Just got it in fermentation chamber. Hopefully I'm impressed. Description from everyone sounds like its what Im looking for. Can't go wrong with Ed as ive learned.

Didn't take measurements cause I'm just lazy but it turned out nice. Will be the beer I don't run low on for football season...love the color and taste has some bite but not hard hitting, great session. Loving this beer..I'm an IPA fan but this hits the spot more frequently. If u need exercise..give it a try cause I'm getting workout pulling the tap..!
 
I will say..cost me 29 bux for 5 gallon batch at my Lhbs. Cmon u guys getting a deal less than 20.

Ouch! My lhbs sells a 50lb base grain virtual bag for 39$ brings it to 81cents after tax per lb. You can grow cascade pretty easily. And recycle your yeast. Yeast washing is pretty easy. Mine was around 10$ for 5.25 g. Halifaxhops on here sent me some awesome hops starts for a good price if you r interested.
The recipe is still worth 29$ but that might help you 3x as much. Cheers and Happy brewing
-Imp
 
I brewed up 10 gallons of this for my friend's wedding this past, which happened this past weekend. All 10 gallons were finished at the wedding (along with 15 gallons of another recipe). Not bad for a total of 60 guests. This was a tasty and popular choice.
 
Once I pitch the yeast at 70-75F, what's the best temperature to hold it at in my fermentation chamber (since nottingham yeast likes cooler temps)?
 
I am brewing this as we speak, and unfortunately made a mistake when I copied it into my brewbook...

I am usually an extract brewer but wanted to try the mini mash for this recipe, so I copied both recipes down.

So long story short, I accidently bought 2 pounds of munich INSTEAD of Vienna, and did a mini mash with that and 0.5 lb crystal 8 (didn't have 10L at my HBS) following the mini mash instructions on page 1.

How will this effect the overall taste/color and how much different will it be than the original recipe? :(
 
I made a batch of this yesterday and was low on OG @ 1.044. It was BIAB with 5.5g and I poured 2.37g of 170f over the bag. I pitched a saved 1332 yeast with a starter. It is bubbling nicely this am.

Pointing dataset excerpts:
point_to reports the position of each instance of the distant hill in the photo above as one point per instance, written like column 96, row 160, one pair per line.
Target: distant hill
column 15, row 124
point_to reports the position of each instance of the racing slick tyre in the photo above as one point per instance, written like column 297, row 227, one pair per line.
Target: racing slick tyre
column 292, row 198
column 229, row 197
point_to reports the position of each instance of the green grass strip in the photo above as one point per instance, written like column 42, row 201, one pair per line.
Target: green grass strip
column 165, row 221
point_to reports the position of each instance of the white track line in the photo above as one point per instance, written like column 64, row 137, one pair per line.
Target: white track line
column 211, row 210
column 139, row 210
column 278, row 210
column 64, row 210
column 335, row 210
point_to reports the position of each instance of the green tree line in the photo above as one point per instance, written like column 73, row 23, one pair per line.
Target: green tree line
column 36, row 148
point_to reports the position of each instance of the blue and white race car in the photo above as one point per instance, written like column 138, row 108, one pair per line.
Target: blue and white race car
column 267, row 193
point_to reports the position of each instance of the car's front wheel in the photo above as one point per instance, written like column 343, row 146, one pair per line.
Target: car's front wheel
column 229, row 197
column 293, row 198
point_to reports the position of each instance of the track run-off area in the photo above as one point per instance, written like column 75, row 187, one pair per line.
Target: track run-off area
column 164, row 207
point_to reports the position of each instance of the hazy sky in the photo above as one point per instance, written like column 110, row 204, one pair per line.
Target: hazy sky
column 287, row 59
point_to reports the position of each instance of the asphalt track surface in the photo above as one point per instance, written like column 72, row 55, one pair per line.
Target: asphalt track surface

● PARTS OF THE EXERCISE
a - Do the following statements agree with the homebrew discussion? Answer yes or no for each, and quote the deciding words. (i) One poster paid 29 dollars for a 5 gallon batch at a local shop. (ii) The 10 gallons brewed for the wedding were shared among 100 guests. (iii) The poster who bought munich by mistake used 0.5 lb of crystal 10L in the mini mash.
b - Retype the records from their first line up to and including the line with "column 164, row 207".

● THE REPLIES
a -
(i) Yes: "cost me 29 bux for 5 gallon batch at my Lhbs."
(ii) No: "Not bad for a total of 60 guests."
(iii) No: "0.5 lb crystal 8 (didn't have 10L at my HBS)"

b -
point_to reports the position of each instance of the distant hill in the photo above as one point per instance, written like column 96, row 160, one pair per line.
Target: distant hill
column 15, row 124
point_to reports the position of each instance of the racing slick tyre in the photo above as one point per instance, written like column 297, row 227, one pair per line.
Target: racing slick tyre
column 292, row 198
column 229, row 197
point_to reports the position of each instance of the green grass strip in the photo above as one point per instance, written like column 42, row 201, one pair per line.
Target: green grass strip
column 165, row 221
point_to reports the position of each instance of the white track line in the photo above as one point per instance, written like column 64, row 137, one pair per line.
Target: white track line
column 211, row 210
column 139, row 210
column 278, row 210
column 64, row 210
column 335, row 210
point_to reports the position of each instance of the green tree line in the photo above as one point per instance, written like column 73, row 23, one pair per line.
Target: green tree line
column 36, row 148
point_to reports the position of each instance of the blue and white race car in the photo above as one point per instance, written like column 138, row 108, one pair per line.
Target: blue and white race car
column 267, row 193
point_to reports the position of each instance of the car's front wheel in the photo above as one point per instance, written like column 343, row 146, one pair per line.
Target: car's front wheel
column 229, row 197
column 293, row 198
point_to reports the position of each instance of the track run-off area in the photo above as one point per instance, written like column 75, row 187, one pair per line.
Target: track run-off area
column 164, row 207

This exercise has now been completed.